Pick out every line below that contains the word "white" and copy each one.
─── ENTRIES
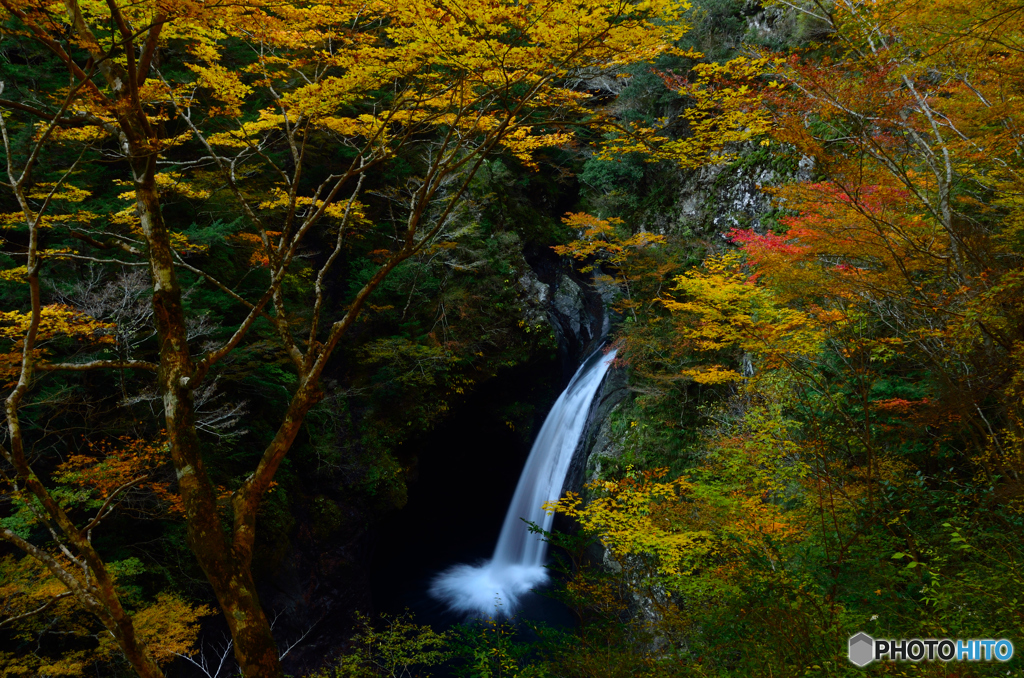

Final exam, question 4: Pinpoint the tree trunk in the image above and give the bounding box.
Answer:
[135,156,282,678]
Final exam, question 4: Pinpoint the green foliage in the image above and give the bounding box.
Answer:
[309,612,450,678]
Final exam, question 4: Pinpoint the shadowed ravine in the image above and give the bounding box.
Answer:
[430,350,615,617]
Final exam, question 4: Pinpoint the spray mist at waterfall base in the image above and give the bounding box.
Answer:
[430,561,548,617]
[429,350,615,617]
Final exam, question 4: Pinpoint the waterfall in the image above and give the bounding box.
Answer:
[430,350,615,617]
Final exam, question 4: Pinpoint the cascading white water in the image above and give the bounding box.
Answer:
[430,351,615,617]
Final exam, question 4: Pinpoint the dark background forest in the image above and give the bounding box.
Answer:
[0,0,1024,678]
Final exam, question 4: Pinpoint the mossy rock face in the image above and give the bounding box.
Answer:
[253,488,295,579]
[309,496,345,540]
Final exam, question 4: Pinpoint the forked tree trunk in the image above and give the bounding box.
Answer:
[135,156,282,678]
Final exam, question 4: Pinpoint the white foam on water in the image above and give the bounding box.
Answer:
[430,351,615,617]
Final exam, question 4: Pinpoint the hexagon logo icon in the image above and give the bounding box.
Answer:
[850,633,874,667]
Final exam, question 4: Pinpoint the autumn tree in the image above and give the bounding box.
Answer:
[0,0,684,676]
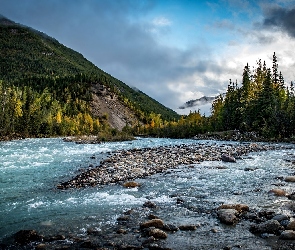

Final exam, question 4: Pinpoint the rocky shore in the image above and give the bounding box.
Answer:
[6,200,295,250]
[57,143,283,189]
[0,142,295,250]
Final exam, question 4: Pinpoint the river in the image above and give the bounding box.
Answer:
[0,138,294,249]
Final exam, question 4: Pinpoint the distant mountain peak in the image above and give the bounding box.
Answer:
[179,96,216,109]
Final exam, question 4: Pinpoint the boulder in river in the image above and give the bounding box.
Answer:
[179,224,200,231]
[221,154,236,162]
[268,188,287,196]
[279,230,295,240]
[123,181,140,188]
[149,228,168,239]
[285,175,295,182]
[287,220,295,231]
[217,204,249,213]
[249,220,284,235]
[140,219,164,228]
[217,209,239,225]
[14,230,43,245]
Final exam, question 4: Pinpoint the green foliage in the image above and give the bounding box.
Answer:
[0,20,179,127]
[0,18,179,138]
[210,53,295,139]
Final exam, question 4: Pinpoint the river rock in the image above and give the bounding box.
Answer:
[249,220,284,235]
[268,189,287,196]
[272,214,290,222]
[179,225,200,231]
[279,230,295,240]
[143,201,157,208]
[140,219,164,228]
[149,228,168,239]
[163,224,179,232]
[123,181,140,188]
[285,175,295,182]
[217,209,239,225]
[221,154,236,162]
[286,220,295,231]
[217,204,249,213]
[14,230,43,245]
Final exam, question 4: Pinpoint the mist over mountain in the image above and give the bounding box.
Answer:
[179,96,216,109]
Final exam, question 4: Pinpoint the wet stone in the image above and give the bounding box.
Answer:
[279,230,295,240]
[217,209,239,225]
[14,230,43,245]
[249,220,284,235]
[149,228,168,239]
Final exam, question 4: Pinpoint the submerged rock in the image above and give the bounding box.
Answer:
[179,225,200,231]
[123,181,140,188]
[286,220,295,231]
[217,209,239,225]
[249,220,284,235]
[221,154,236,162]
[279,230,295,240]
[217,204,249,213]
[140,219,164,228]
[14,230,43,245]
[268,189,287,196]
[149,228,168,239]
[285,175,295,182]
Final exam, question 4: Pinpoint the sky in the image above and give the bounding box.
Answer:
[0,0,295,115]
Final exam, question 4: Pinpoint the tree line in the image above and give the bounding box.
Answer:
[134,53,295,140]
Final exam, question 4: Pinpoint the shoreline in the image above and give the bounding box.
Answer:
[0,142,294,250]
[57,142,291,189]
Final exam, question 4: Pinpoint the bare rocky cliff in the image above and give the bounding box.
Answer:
[91,83,139,130]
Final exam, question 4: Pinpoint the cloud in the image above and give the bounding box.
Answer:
[0,0,295,116]
[152,16,172,26]
[263,6,295,38]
──────
### OUTPUT OF THE TASK:
Final exam, question 4: Pinpoint the cascading white water in the image above and give the bounding box.
Final exam, question 4: Pinpoint the white foam on water in the image above and give the bounding box.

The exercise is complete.